**** Records provided ****
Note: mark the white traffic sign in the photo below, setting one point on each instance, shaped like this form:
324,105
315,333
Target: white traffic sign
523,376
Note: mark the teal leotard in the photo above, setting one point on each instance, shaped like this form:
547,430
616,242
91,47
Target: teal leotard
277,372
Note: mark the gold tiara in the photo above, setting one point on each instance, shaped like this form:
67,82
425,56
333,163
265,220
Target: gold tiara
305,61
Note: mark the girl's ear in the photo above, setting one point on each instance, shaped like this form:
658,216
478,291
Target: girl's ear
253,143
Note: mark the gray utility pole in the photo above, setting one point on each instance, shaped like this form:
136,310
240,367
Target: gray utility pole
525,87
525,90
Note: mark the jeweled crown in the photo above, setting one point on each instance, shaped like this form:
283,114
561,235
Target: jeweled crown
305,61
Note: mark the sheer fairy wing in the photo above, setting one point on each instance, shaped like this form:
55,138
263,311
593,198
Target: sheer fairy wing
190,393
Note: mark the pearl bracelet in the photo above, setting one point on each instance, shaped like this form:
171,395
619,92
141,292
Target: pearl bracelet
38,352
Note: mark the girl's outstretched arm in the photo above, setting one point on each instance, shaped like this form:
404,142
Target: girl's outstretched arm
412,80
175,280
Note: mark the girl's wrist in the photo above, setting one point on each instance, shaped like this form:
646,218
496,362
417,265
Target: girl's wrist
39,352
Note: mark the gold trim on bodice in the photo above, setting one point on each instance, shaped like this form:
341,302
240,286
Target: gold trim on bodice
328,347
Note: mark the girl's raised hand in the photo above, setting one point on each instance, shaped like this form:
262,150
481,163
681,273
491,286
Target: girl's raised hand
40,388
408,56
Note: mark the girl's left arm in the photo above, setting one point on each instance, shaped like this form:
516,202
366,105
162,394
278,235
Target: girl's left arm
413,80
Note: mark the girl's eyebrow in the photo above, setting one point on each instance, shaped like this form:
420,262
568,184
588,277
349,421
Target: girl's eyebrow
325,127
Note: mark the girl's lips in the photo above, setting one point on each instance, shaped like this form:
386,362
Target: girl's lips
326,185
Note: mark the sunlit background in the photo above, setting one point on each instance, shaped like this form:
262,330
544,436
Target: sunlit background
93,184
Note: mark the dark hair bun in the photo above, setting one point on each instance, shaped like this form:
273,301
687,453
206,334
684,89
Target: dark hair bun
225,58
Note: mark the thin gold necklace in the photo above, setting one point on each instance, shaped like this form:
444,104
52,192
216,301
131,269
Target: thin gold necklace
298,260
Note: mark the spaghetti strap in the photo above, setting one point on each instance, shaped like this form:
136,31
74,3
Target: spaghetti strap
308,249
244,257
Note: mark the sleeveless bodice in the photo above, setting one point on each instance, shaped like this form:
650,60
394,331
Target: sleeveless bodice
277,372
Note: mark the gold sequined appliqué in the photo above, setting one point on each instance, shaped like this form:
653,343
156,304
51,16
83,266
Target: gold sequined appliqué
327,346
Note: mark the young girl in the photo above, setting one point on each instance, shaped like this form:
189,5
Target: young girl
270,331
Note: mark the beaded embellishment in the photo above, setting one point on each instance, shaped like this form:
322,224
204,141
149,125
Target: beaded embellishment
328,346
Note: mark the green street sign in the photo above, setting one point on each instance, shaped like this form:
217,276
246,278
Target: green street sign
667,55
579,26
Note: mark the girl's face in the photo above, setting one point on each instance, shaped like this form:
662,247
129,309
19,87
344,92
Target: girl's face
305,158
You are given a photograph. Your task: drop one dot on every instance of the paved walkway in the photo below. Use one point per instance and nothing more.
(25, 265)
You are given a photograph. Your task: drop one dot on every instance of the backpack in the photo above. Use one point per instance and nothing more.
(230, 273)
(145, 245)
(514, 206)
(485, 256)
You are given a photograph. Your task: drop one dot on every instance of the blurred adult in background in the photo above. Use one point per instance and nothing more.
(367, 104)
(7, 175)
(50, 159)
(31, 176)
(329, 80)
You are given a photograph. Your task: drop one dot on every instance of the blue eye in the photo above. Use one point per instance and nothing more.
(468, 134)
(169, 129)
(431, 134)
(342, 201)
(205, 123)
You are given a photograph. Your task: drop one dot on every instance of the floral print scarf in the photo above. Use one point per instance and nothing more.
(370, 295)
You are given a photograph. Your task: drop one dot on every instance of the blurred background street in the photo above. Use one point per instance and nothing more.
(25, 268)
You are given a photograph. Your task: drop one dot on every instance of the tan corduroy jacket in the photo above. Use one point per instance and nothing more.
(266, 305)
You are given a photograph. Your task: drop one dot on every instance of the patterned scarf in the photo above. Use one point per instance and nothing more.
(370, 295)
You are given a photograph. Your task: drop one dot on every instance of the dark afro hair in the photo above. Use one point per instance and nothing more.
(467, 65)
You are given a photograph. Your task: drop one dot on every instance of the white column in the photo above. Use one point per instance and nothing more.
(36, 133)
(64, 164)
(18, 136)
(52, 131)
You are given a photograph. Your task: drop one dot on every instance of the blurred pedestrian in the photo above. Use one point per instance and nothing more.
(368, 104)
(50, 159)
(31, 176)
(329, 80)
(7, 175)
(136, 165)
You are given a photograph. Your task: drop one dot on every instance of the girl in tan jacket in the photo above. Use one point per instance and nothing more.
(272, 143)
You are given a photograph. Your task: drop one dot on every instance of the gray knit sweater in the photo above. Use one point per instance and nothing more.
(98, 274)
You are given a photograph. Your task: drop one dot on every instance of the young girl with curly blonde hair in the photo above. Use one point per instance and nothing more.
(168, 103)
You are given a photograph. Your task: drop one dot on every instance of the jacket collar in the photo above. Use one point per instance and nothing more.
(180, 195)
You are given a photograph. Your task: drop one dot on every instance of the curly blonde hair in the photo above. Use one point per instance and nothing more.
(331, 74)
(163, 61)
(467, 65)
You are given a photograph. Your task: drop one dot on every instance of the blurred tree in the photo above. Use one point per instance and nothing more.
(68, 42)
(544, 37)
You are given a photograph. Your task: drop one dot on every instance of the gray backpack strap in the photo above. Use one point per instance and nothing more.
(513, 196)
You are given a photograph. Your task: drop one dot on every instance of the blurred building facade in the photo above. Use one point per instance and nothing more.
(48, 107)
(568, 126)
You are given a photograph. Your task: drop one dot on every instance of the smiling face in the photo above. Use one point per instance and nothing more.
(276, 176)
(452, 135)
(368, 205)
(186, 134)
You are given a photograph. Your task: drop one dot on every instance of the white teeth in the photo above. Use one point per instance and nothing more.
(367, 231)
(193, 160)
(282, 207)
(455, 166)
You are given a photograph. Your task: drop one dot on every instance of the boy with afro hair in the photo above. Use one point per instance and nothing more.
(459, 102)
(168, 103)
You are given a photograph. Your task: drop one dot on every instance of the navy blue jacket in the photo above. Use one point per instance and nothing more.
****
_Your task_
Every record shown above should be given back exactly.

_Solution_
Note: mark the white traffic sign in the photo below, setting one point on each instance, shaped like this form:
324,105
315,333
Target: white traffic sign
523,376
Note: mark the teal leotard in the photo above, setting one point on each instance, shaped like this form:
547,430
616,242
91,47
Target: teal leotard
277,372
Note: mark the gold tiara in the photo above, setting one point on each instance, shaped like this form:
67,82
425,56
333,163
265,220
Target: gold tiara
305,61
Note: mark the girl's ear in the photo above, setting one point on each instance, shaped like this form:
658,216
478,291
Target: girl's ear
253,143
Note: mark the gray utility pole in the photo above, setting one point on each instance, shaped like this form:
136,310
240,367
Target: gray utility pole
525,87
525,90
Note: mark the jeweled crown in the photo above, setting one point on each instance, shaped like this form:
283,114
561,235
Target: jeweled crown
305,61
Note: mark the sheer fairy wing in the photo above, setting one point on each instance, shaped like this form:
55,138
263,311
593,198
Target: sheer fairy wing
190,393
Note: mark the pearl bracelet in the photo above, setting one point on each instance, shaped like this form:
171,395
619,92
141,292
Target: pearl bracelet
38,352
Note: mark the girl's outstretched arm in the photo above, setting one point on each instance, shaped like this form:
404,142
Target: girl's outstretched arm
412,80
175,280
Note: mark the girl's wrist in the photo above, setting one point on each instance, shaped like this form:
646,218
496,362
417,265
Target: girl's wrist
39,352
Note: mark the gold trim on bodice in the photo above, setting one point on each instance, shaped like this form:
341,302
240,286
Target: gold trim on bodice
328,347
Note: mark the girl's raised hand in the photo above, setting one point on each instance, shaped like this form:
262,150
481,163
681,273
491,286
Target: girl's raised hand
40,388
408,56
Note: mark the girl's left arm in the photo above, setting one point on each instance, shaped like this form:
516,202
366,105
162,394
278,235
Target: girl's left arm
413,80
Note: mark the girl's eyebrow in the photo above, setting one point on each instance, shaped like this form:
420,262
568,184
588,277
349,421
Target: girl's eyebrow
325,127
Note: mark the girl's lips in the photo above, setting one point on each instance, shaped like this form:
386,362
Target: girl's lips
326,185
Note: mark the sunlit background in the photo above, setting one point on each instance, shaped like this form:
262,330
544,436
Target: sunlit background
93,184
Note: mark the dark hair bun in the photo above, setting one point on each instance, shaped like this form:
273,301
687,453
206,334
684,89
Target: dark hair bun
225,58
Note: mark the thin gold necklace in the photo above, setting one point on each instance, shaped like this form:
444,104
52,192
216,301
131,269
Target: thin gold necklace
298,260
Note: mark the spaghetti strap in the photo above, setting one point on each instance, shaped like this form:
136,31
74,3
Target: spaghetti strap
308,249
244,257
Note: mark the sleeveless bodice in the photo above, setting one point on each instance, shaped like this form:
650,60
394,331
Target: sleeveless bodice
277,372
Note: mark the gold sequined appliqué in the photo above, setting one point on each instance, shaped like this form:
653,343
156,304
51,16
83,266
Target: gold sequined appliqué
327,346
Note: mark the young girl in the photo above, setting one point on each instance, shaped like this form:
189,5
Target: young girl
270,331
Note: mark the beaded embellishment in the photo above, setting one point on each instance, shaped like this form:
322,224
204,141
149,125
Target: beaded embellishment
328,346
Note: mark the green street sign in the photo above, setting one point on each instance, shaped like this form:
217,276
246,278
Target: green street sign
667,55
579,26
Note: mark the girl's face in the photo above, setting one point on each instance, shaped like this form:
662,247
129,309
19,87
344,92
Target: girl's face
305,158
You are given a photograph. Your task: drop one dot on every instance of the paved walkway in the photo below. Use one point per instance and nothing more.
(25, 265)
You are given a photograph. Your task: drop one dot on every instance of the backpack in the photo above. Use one point per instance and nothing more.
(230, 273)
(145, 245)
(514, 206)
(485, 256)
You are given a photograph. Your task: drop one dot on every instance of the blurred adult in background in the photo above. Use one point per instance and nothing more.
(367, 104)
(7, 175)
(50, 159)
(31, 176)
(329, 80)
You are given a photograph. Your task: drop one dot on every instance of the blue eye in the photo above. Use one point per instance and nothing more.
(468, 134)
(169, 129)
(431, 134)
(342, 201)
(205, 123)
You are given a photograph. Your task: drop one dot on every instance of the floral print scarf in the photo above. Use one point per instance and nothing more.
(370, 295)
You are given a photograph. Your task: drop one dot on every instance of the blurred background street in the photo above. Use one point per instance and nothing more.
(25, 268)
You are given a photograph. Your task: drop one dot on every instance of the tan corduroy jacket in the photo above. Use one point per instance and nothing more.
(266, 305)
You are given a photograph. Your task: drop one dot on every instance of the patterned scarf in the photo above. Use one point per instance and nothing more.
(370, 295)
You are given a photograph. Your task: drop one dot on every instance of the dark afro hair in the photo above. Use one point per instance and nothing more.
(467, 65)
You are given a photograph. Your task: drop one dot on every instance of the white column in the photo above. Use one point per instance and nothing more.
(36, 133)
(64, 164)
(18, 136)
(52, 131)
You are given a photograph. Your task: drop one dot on every instance of the blurred pedestrian in the photo above. Use one point per instance and nothing more.
(368, 104)
(50, 159)
(31, 176)
(329, 80)
(7, 175)
(136, 165)
You are given a photograph. Your task: drop one dot on every instance of the girl in tan jacket in the photo above. Use one point per instance and nothing more.
(272, 143)
You are given a photograph. Your task: drop one dot on every instance of the gray knit sweater in the photo above. Use one point per instance and nothing more.
(98, 274)
You are given a photograph. Your task: drop one dot on every instance of the young girl with curly blonde hair in the photo above. Use one point per instance and nothing more.
(168, 103)
You are given a photograph. Your task: drop one dot on every instance of the jacket collar in the photo above. Use one point per instance and nothing more.
(180, 195)
You are given a photograph. Your task: drop one dot on every instance of the curly blonde hair in the photo above. Use one point per instance and nothing more.
(331, 74)
(163, 61)
(467, 65)
You are given a photograph. Your task: drop one dot on every instance of the blurred tree in the photo above. Use one point per instance and nothing more.
(68, 42)
(544, 37)
You are given a photograph. Your task: drop one dot on every instance of the gray backpack strap in the photo above. Use one point per instance and nothing more.
(513, 196)
You are given a photograph. Your task: drop one dot on every instance of the blurred building facade in the photo above. Use one point per instance and nothing more.
(48, 107)
(568, 126)
You are given a photograph. Your task: drop one dot on every instance of the smiling face in the photo above. Use one point per instance and nothing more.
(276, 176)
(452, 135)
(368, 205)
(186, 134)
You are given a photograph. Your task: drop one dot on every instance of the white teeth in the photo above. Use one point per instance and nothing more.
(367, 231)
(193, 160)
(282, 207)
(455, 166)
You are given a photograph. Your task: drop one dot on every instance of the boy with afro hair in the photo above. Use one point per instance and nothing more.
(459, 102)
(168, 103)
You are given a photograph. Your task: drop one dot on every instance of the navy blue jacket in the photo above. Use one point per instance and nothing more.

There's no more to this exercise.